Point labels for objects
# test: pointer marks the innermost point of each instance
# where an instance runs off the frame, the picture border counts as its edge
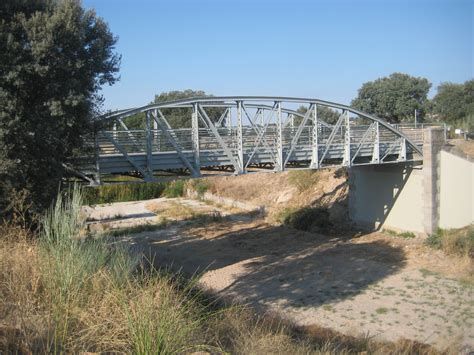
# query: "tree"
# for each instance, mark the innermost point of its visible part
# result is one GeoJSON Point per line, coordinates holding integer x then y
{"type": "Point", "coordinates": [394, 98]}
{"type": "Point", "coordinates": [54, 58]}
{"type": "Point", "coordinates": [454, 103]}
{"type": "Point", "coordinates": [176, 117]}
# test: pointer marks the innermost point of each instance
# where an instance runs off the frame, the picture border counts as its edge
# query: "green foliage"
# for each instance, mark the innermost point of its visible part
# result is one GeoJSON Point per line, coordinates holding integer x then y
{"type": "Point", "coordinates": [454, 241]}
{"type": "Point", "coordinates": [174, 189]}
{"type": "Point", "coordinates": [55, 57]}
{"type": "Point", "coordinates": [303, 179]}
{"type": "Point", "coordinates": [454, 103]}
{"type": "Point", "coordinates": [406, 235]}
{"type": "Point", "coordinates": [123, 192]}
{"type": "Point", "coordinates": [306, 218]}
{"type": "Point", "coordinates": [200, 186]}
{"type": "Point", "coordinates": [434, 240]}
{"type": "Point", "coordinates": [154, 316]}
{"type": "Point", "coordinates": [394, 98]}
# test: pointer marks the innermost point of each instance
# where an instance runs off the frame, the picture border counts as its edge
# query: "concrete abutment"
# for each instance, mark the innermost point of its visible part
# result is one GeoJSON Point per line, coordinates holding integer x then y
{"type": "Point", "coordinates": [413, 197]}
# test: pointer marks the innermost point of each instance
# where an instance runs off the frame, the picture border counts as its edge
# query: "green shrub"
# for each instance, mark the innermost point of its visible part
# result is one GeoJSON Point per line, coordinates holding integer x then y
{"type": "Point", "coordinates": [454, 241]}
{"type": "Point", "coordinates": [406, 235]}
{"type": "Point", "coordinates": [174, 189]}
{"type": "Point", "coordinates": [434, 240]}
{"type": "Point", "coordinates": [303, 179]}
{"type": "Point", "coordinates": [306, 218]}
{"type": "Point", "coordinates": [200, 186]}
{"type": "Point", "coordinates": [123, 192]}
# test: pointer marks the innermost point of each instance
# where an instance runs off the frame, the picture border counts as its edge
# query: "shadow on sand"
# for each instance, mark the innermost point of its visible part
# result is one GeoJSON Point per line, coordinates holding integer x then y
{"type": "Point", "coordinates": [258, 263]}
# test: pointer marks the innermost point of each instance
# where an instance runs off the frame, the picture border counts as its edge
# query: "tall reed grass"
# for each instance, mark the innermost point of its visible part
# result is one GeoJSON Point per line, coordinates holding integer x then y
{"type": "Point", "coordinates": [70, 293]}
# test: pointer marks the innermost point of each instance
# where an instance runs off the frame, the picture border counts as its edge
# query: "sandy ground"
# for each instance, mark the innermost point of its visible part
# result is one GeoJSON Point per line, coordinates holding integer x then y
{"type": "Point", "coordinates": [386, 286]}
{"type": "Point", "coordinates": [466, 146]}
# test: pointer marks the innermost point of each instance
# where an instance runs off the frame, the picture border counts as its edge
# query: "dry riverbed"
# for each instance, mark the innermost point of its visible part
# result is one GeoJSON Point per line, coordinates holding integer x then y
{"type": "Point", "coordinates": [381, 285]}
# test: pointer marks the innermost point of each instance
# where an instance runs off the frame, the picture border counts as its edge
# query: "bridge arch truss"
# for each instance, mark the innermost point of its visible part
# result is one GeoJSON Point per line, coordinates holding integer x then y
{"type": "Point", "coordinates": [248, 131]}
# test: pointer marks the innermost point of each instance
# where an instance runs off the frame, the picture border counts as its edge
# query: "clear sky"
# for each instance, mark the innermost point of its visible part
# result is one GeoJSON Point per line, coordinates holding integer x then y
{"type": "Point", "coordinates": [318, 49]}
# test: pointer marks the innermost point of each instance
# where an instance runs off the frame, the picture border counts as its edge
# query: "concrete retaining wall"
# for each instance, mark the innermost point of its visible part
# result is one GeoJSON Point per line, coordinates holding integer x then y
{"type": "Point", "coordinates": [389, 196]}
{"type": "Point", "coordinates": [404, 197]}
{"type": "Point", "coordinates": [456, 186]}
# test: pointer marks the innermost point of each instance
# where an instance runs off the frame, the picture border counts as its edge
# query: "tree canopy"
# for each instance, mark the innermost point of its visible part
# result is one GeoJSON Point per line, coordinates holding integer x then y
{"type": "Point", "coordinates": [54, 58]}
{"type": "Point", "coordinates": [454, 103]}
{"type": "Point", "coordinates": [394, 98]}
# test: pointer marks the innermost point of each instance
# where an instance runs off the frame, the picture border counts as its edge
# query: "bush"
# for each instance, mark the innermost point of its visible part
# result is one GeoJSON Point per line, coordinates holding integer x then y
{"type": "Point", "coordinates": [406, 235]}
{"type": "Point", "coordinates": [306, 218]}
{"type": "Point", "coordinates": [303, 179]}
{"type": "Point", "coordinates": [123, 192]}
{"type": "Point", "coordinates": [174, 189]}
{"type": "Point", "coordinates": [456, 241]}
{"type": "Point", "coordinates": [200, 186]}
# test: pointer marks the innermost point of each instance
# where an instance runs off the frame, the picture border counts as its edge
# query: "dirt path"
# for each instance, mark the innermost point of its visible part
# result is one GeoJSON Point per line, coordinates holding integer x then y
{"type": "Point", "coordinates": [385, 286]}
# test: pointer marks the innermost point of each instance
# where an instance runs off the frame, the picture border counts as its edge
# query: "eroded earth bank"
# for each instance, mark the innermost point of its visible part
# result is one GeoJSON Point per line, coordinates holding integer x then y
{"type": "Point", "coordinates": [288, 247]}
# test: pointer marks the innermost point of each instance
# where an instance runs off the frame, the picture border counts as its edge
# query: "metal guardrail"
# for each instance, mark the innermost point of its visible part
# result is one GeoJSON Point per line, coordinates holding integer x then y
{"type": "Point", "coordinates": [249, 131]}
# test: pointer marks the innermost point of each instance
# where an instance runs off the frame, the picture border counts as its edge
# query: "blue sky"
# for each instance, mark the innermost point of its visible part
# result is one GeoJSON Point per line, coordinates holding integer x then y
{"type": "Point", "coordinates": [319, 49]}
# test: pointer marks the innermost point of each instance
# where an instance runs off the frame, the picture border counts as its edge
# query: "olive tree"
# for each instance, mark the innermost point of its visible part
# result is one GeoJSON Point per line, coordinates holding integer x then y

• **WRITTEN PROBLEM**:
Please extract each line above that contains the word "green".

• **EXERCISE RESULT**:
# query: "green foliage"
# query: "green shrub"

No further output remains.